Write out again only the lines running from the one that contains "Give the outline of every instance of the overcast" to the end of the records below, including both the first and the last.

══════════════════════════════

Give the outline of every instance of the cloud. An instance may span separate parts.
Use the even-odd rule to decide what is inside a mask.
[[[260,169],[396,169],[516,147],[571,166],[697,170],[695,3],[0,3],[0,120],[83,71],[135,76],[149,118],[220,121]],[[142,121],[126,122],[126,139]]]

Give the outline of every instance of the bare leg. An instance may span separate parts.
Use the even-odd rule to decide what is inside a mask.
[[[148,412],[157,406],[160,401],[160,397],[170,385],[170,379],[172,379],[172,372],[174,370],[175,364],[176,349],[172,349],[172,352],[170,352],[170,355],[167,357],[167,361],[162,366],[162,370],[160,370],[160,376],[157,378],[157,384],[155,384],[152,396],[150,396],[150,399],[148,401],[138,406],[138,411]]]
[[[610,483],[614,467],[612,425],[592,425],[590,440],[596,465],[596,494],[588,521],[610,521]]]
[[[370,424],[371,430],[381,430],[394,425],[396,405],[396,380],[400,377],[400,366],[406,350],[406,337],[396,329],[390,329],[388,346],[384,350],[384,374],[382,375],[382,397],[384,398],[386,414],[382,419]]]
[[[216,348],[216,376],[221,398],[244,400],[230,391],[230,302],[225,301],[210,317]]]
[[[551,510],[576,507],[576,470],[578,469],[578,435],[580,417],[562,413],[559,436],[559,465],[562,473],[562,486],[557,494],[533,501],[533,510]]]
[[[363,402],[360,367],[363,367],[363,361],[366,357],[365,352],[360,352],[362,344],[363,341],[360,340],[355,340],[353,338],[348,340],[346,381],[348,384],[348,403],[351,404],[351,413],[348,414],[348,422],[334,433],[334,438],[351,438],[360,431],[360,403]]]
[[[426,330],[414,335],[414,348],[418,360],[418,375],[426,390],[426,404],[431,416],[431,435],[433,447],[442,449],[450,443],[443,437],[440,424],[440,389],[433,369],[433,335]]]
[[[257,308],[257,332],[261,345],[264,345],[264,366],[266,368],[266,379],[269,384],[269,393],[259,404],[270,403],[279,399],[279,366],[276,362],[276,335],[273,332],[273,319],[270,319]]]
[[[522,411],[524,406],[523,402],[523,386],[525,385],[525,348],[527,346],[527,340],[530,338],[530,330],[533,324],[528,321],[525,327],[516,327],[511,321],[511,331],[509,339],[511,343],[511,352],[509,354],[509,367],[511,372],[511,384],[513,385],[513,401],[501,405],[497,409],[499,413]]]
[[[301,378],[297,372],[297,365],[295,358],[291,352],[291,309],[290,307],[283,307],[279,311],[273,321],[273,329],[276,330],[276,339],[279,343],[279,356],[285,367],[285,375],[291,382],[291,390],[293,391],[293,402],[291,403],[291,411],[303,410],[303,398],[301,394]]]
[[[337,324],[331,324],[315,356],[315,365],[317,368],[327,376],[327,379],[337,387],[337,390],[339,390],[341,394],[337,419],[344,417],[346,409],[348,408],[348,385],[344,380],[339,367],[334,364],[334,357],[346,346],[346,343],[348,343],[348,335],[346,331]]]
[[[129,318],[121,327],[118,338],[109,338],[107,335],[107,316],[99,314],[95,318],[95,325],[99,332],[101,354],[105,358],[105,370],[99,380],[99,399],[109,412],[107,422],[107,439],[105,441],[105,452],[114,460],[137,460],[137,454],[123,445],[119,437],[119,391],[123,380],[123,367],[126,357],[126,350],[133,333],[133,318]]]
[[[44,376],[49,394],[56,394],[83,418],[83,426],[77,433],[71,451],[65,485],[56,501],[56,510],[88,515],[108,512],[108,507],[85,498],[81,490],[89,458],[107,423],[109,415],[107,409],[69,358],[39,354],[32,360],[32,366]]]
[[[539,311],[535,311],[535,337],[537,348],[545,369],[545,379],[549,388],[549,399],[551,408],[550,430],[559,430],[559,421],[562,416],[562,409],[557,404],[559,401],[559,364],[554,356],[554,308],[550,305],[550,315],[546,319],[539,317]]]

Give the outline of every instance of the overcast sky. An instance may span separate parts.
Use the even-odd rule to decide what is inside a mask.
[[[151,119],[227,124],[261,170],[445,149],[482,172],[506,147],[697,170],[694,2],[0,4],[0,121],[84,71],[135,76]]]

══════════════════════════════

- [FULL ANSWER]
Give the outline of every instance of the overcast sky. An instance may span separate parts.
Use the even-odd rule to decide what is inside a mask.
[[[151,119],[227,124],[261,170],[445,149],[482,172],[506,147],[697,170],[694,2],[0,4],[0,121],[84,71],[135,76]]]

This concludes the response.